Tarefa 1 -
Liste as rodovias de Bonito em que o grupo das quatro conservacionistas vai trabalhar, segundo o trecho sobre atropelamentos de fauna.
Tarefa 2 -
No trecho sobre atropelamentos de fauna em Bonito, quantos pontos o mapeamento identificou para alocação de passagens superiores?
Tarefa 3 -
Segundo o trecho sobre atropelamentos de fauna em Bonito, o que levou Raquel a iniciar o movimento?

Quatro mulheres conservacionistas se unem para reduzir atropelamentos de fauna em Bonito

Mapeamento identificou 11 pontos para alocação de passagens superiores, incluindo pontos de alta circulação de turistas como a Estrada do Turismo, que dá acesso a diversos atrativos da cidade, e na rodovia MS-178, na ponte dos rios Formoso e Formosinho.

Bonito Notícias

Juliana, Fernanda, Ângela e Raquel, na companhia de Raquel Facuri (diretora executiva da ONG Ampara Animal), em um de seus encontros para falar sobre o projeto.(Foto: Arquivo Pessoal)

Fernanda Abra, Angela Kuczach, Juliana Camargo e Raquel Machado são referências nas áreas em que atuam.

Reconhecida, em 2019, com um dos prêmios de meio ambiente mais importantes do mundo, como já contamos aqui, Fernanda é bióloga, especialista em Ecologia das Estradas, com foco no atropelamento e morte de mamíferos, e é sócia-diretora da ViaFAUNA.

Angela é diretora executiva da Rede Pro-UC, expert em unidades de conservação, em fazer boas conexões e idealizadora do maior evento de mobilização pelas áreas protegidas do Brasil: Um Dia no Parque.

Juliana e Raquel atuam na reabilitação e reintrodução de animais silvestres. Com a Ampara Silvestre e o Instituto Raquel Machado, elas também garantem o bem-estar daqueles que, infelizmente, não podem voltar a seus habitats, em
geral, vítimas do tráfico.

Agora, as quatro conservacionistas estão unidas em um projeto para reduzir os atropelamentos da fauna nas rodovias de Bonito, em Mato Grosso do Sul. E conhecem bem o tamanho do desafio.

Quem iniciou esse movimento foi Raquel, que também é conselheira da Fundação Neotrópica do Brasil.

Indignada com a quantidade de animais encontrados mortos todos os dias nas estradas da região, ela procurou por Ângela, que rapidamente conectou Fernanda, especialista no tema.

Em seguida, Raquel convidou Juliana para integrar o grupo que, nos próximos anos, vai trabalhar pela redução das colisões que envolvam animais nas rodovias de Bonito, incluindo a MS-382, MS-178, MS-345 e a Estrada do Turismo,
nome dado à Avenida Matheus Muller.

Para se ter ideia da dimensão dessa tragédia, Fernanda me passou dados de monitoramentos realizados pelo ICAS- Instituto de Conservação de Animais Silvestres (liderado pelo biólogo Arnaud Desbiez) e pela INCAB – Iniciativa
Nacional de Conservação da Anta Brasileira (liderado pela especialista em antas, Patrícia Médici), entre fevereiro de 2017 e janeiro de 2020, nas rodovias MS-040, BR-262 e BR-267, no Mato Grosso do Sul.

Linhas extraídas -
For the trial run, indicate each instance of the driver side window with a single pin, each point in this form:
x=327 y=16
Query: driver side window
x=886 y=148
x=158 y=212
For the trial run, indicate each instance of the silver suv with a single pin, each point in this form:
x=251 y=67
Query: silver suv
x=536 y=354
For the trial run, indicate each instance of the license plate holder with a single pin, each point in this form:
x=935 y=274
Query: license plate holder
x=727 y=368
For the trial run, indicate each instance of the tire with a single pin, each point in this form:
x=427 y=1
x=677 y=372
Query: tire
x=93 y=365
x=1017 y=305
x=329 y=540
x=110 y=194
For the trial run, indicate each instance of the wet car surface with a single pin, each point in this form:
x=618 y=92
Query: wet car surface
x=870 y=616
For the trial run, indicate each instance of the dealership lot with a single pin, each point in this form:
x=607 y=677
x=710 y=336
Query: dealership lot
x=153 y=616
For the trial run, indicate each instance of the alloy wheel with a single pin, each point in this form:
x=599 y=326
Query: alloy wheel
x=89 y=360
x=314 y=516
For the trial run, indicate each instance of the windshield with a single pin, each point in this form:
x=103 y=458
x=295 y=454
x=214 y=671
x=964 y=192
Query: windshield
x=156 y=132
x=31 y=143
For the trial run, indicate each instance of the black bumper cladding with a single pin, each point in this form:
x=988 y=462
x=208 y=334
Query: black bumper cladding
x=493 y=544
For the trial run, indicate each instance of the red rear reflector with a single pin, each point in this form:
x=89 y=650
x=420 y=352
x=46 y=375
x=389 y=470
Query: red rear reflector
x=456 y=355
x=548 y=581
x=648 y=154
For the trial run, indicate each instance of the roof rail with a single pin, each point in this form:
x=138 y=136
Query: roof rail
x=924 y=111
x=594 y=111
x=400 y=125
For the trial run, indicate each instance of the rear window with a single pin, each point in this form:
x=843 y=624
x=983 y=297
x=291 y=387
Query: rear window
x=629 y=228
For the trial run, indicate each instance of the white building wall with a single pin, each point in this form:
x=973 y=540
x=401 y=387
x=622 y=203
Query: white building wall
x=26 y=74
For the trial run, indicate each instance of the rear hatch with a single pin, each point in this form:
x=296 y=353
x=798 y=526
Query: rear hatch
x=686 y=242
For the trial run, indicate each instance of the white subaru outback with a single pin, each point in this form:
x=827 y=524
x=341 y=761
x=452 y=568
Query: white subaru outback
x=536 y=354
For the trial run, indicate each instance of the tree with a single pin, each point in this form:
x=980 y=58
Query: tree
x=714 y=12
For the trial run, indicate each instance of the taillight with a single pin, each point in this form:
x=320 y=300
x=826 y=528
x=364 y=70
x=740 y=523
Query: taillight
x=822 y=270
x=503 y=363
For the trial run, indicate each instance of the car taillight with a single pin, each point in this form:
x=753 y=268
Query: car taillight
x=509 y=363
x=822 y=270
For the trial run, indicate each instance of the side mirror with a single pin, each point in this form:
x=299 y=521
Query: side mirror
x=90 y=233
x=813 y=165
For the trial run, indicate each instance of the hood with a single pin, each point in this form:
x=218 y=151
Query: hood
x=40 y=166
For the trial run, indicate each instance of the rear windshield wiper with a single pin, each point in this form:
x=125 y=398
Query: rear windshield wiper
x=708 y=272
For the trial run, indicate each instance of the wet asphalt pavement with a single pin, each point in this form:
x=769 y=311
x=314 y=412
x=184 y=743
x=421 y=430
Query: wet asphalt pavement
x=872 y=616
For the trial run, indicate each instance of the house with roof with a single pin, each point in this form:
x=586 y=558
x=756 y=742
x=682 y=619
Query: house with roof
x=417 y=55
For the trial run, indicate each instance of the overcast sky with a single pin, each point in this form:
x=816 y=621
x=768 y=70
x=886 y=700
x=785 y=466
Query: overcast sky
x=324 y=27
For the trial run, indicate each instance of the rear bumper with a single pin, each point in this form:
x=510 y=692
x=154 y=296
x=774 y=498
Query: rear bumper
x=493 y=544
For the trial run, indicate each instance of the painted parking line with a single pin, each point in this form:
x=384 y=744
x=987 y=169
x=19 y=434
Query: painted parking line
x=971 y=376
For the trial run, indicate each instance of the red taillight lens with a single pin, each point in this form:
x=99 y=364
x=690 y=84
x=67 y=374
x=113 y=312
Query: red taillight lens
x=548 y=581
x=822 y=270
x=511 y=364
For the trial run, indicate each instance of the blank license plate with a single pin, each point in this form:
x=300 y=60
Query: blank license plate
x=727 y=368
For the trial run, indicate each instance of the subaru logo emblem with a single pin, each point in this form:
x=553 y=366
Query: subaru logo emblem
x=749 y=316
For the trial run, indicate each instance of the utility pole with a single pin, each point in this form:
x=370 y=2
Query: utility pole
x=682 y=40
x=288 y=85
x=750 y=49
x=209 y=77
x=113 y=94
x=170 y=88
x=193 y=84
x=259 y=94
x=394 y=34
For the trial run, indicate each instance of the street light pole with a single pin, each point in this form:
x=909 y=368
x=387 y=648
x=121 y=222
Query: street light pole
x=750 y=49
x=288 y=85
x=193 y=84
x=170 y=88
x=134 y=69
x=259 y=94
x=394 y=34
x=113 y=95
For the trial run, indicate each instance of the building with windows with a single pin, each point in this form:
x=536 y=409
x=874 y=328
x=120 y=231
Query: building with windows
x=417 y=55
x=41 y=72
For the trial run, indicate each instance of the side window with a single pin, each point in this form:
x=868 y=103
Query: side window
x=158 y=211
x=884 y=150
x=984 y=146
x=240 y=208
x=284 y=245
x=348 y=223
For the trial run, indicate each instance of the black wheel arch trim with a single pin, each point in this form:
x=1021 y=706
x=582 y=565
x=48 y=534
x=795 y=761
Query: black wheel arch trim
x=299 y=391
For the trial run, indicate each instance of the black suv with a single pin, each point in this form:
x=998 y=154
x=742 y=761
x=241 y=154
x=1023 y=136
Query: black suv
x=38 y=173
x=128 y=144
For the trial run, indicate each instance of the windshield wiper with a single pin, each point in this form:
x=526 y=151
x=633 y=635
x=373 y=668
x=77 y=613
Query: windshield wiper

Resposta 1 -
MS-382, MS-178, MS-345 e Estrada do Turismo (Avenida Matheus Muller).

Resposta 2 -
11 pontos.

Resposta 3 -
Raquel ficou indignada com a quantidade de animais encontrados mortos todos os dias nas estradas da região. Por isso procurou Ângela, que conectou Fernanda, especialista no tema.